Your objective: Rewrite the material below, replacing every "Target" with "Label" and leaving everything else untouched.

Dataset extract:
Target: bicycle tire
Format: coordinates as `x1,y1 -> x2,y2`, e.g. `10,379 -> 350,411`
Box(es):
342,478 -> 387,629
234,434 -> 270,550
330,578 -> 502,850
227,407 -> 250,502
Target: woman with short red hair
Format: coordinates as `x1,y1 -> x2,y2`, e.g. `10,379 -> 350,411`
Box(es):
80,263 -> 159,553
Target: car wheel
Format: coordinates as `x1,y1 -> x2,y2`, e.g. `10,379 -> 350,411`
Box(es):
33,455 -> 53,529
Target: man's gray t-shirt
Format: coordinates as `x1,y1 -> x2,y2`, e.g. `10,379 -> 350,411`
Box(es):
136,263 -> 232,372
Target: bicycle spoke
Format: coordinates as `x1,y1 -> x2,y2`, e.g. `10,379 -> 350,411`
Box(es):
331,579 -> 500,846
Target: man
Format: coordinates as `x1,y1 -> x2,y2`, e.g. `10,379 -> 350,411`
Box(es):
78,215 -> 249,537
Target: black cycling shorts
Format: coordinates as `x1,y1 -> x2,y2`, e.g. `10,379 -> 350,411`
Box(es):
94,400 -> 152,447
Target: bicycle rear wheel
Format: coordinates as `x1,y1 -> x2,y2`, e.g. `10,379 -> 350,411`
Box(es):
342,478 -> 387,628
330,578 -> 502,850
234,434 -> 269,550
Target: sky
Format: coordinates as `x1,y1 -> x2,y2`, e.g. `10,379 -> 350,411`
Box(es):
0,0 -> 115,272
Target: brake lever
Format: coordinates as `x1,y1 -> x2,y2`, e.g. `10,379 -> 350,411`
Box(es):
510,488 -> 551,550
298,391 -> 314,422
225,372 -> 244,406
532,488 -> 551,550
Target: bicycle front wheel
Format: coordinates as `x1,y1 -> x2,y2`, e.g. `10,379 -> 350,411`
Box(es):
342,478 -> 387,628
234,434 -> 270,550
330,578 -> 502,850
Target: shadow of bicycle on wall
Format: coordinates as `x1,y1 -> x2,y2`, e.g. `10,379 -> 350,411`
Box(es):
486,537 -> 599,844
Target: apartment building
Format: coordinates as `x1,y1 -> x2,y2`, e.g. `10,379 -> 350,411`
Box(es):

Answer to the task:
Label: bicycle tire
Format: coordinates as `x1,y1 -> x2,y2`, e.g. `10,379 -> 350,411`
Box(es):
342,478 -> 387,629
234,434 -> 270,550
330,578 -> 502,850
227,407 -> 250,502
Label: woman with short red hair
Format: coordinates as `x1,y1 -> x2,y2`, e.g. `10,379 -> 350,411`
Box(es):
80,263 -> 159,553
Label: car wheel
Format: coordinates as `x1,y1 -> x2,y2`, e.g. `10,379 -> 350,411`
Box(es):
33,455 -> 53,529
Label: man's gray t-shirt
Format: coordinates as `x1,y1 -> x2,y2`, e.g. `10,379 -> 350,411`
Box(es):
136,263 -> 232,372
Label: bicycle spoke
Format: coordinates as `x1,y1 -> x2,y2`, e.g. `10,379 -> 350,411`
Box(es):
331,579 -> 500,846
Label: man
Format: coordinates as `x1,y1 -> x2,y2`, e.g. `10,379 -> 350,411`
Box(es):
78,215 -> 249,537
Label: black cycling shorts
Format: coordinates as `x1,y1 -> x2,y2`, e.g. `10,379 -> 350,411`
Box(es):
94,400 -> 152,447
Label: bicycle rear wheel
Format: coordinates as `x1,y1 -> x2,y2`, e.g. `10,379 -> 350,411`
Box(es):
342,478 -> 387,628
330,578 -> 502,850
234,434 -> 269,550
Label: sky
Format: coordinates as `x1,y1 -> x2,y2`, e.g. `10,379 -> 350,411`
Box(es):
0,0 -> 115,272
Label: brake lever
Format: coordinates as `x1,y1 -> x2,y2`, e.g. `10,379 -> 350,411`
Box(es):
510,488 -> 551,550
298,391 -> 314,422
225,372 -> 244,406
532,488 -> 551,550
Label: bicycle front wheel
Format: coordinates as `x1,y1 -> x2,y2`, e.g. `10,379 -> 350,411`
Box(es):
342,478 -> 387,628
234,434 -> 270,550
330,578 -> 502,850
Label: shadow of bicycle on wall
Format: coordinates as `x1,y1 -> x2,y2`, e.g. `10,379 -> 350,411`
Box(es):
486,537 -> 599,844
Label: apartment building
Format: coordinates as `x1,y1 -> x2,y2`, e.g. `10,379 -> 350,411`
Box(es):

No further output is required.